DIRECTIVE — Copy the data below, from its first line through the line holding "[142,16,208,59]", inclusive, keeping every character unchanged.

RAW DATA —
==========
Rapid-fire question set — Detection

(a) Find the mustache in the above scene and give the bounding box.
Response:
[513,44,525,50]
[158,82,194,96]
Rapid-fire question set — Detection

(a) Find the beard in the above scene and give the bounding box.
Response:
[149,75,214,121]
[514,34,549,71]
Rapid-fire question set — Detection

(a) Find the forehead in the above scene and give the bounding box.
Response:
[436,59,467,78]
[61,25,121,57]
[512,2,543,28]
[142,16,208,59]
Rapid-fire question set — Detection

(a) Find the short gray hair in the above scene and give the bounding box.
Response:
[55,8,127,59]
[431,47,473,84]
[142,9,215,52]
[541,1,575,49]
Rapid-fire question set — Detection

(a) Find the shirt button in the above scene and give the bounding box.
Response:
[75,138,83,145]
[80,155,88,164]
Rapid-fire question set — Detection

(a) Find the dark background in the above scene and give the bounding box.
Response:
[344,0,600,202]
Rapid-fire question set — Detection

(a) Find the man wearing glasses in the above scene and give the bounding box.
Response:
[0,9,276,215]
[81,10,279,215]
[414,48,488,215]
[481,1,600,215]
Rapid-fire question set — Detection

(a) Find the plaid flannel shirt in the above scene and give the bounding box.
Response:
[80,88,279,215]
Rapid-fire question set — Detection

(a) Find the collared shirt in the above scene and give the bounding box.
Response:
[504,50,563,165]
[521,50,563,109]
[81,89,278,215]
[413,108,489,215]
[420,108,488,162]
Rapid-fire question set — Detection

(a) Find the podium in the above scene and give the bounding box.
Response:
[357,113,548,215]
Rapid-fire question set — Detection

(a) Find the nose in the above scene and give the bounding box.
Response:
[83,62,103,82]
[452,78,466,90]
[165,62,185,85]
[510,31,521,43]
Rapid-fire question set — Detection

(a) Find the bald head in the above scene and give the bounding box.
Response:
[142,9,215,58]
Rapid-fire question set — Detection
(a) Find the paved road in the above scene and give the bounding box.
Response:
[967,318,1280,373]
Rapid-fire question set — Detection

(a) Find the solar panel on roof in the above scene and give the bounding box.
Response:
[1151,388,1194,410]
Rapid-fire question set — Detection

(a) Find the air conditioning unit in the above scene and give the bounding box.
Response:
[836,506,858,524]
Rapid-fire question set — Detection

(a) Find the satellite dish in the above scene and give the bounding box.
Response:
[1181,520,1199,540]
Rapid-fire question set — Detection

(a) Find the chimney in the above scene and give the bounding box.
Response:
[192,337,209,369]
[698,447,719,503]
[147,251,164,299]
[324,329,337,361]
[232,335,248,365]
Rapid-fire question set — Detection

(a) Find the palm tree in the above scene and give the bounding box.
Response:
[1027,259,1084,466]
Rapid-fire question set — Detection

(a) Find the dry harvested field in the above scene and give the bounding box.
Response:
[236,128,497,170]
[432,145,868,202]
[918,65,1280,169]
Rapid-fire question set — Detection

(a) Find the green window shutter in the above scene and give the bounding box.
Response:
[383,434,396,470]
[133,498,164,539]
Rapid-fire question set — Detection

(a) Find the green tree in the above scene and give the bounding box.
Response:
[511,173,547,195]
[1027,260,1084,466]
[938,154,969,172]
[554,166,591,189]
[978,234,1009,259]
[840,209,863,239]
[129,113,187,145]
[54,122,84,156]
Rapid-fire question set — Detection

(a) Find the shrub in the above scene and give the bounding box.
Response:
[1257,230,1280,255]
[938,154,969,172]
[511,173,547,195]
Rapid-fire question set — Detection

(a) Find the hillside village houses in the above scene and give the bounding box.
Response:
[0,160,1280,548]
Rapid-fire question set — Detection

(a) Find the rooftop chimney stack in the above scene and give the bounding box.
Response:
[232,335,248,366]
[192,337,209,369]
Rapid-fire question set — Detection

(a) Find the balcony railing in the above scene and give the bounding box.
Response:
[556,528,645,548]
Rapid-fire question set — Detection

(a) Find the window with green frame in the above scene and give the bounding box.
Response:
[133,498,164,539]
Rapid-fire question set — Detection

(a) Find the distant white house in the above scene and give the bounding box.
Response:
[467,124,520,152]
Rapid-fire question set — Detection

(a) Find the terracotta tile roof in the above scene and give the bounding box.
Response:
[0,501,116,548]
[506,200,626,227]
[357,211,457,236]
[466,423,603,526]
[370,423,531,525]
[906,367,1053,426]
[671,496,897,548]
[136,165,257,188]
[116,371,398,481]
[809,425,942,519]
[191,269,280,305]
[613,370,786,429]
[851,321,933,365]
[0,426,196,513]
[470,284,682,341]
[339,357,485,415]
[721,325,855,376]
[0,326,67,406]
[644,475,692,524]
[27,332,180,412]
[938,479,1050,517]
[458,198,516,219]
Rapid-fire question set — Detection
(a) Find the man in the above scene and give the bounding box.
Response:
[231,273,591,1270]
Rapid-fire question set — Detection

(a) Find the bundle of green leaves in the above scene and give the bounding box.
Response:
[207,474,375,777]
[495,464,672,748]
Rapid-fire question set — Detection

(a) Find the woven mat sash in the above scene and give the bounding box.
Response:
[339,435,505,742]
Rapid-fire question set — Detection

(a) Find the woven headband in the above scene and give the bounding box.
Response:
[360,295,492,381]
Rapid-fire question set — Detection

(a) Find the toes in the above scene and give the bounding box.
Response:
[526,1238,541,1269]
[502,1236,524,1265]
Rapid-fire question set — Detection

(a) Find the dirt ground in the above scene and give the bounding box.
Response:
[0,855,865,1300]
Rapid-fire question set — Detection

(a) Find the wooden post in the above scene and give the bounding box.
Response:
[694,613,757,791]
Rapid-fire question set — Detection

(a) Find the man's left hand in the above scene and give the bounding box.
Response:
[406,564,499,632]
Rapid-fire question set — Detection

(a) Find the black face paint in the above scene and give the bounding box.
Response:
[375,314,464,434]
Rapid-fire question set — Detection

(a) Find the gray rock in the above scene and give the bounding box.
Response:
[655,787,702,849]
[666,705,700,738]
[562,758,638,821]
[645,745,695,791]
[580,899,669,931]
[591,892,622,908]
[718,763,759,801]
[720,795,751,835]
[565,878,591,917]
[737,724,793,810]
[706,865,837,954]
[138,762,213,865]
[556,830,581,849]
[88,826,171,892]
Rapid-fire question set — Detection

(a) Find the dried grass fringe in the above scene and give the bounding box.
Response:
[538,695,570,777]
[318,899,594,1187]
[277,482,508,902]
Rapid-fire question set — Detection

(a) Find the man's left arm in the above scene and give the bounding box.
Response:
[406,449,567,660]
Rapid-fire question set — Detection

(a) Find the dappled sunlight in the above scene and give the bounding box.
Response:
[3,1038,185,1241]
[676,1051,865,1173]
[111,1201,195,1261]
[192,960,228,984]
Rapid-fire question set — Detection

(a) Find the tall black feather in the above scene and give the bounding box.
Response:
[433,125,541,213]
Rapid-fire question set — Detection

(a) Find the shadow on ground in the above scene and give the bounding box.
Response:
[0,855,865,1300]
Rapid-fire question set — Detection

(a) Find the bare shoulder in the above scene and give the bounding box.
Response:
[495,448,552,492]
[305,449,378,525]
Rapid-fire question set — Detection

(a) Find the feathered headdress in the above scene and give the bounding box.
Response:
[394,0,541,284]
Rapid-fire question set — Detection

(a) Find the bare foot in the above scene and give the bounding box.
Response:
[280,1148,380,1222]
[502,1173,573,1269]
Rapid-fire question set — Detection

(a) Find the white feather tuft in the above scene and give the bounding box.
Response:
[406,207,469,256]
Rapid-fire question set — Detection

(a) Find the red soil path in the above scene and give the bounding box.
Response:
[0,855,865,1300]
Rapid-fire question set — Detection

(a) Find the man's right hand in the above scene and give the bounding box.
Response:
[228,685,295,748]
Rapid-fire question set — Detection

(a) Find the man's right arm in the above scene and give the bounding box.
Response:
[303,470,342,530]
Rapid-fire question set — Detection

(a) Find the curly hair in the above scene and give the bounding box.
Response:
==========
SOLUTION FOR THIS PROBLEM —
Rapid-fire question set — Detection

(a) Find the mustache in the above scene and give the bounding box.
Response:
[513,44,525,50]
[158,82,194,96]
Rapid-fire question set — Detection

(a) Find the beard in the above scene and give the bounding box.
Response:
[149,75,214,121]
[514,34,549,71]
Rapid-fire question set — Detection

(a) Find the forehead in the above scene and give the bounding box.
Response:
[436,59,467,78]
[61,25,121,57]
[512,2,543,28]
[142,16,208,59]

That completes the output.